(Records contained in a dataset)
- - - - -

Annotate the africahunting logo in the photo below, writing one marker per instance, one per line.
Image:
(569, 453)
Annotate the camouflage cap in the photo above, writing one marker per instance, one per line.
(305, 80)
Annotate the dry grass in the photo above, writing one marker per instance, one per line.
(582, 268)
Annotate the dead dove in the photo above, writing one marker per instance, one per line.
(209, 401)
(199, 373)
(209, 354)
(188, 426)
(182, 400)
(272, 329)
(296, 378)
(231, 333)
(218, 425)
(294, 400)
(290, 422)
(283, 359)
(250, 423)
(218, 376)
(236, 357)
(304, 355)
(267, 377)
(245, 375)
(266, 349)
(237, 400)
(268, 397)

- - - - -

- _WHAT YOU WILL DO_: After locating the line with "Annotate the dry", please repeat it and every line after it exactly, through the end of the data above.

- _SOLUTION TO THIS EXERCISE_:
Annotate the dry grass in the photo above, writing one marker per instance, one per line.
(582, 268)
Annotate the dead dove in the photo above, writing one marker per instance, one per line.
(209, 401)
(199, 373)
(209, 354)
(188, 426)
(182, 400)
(272, 329)
(296, 378)
(231, 333)
(218, 425)
(294, 400)
(290, 422)
(283, 359)
(250, 423)
(218, 376)
(236, 357)
(304, 355)
(267, 377)
(245, 375)
(266, 349)
(237, 400)
(268, 397)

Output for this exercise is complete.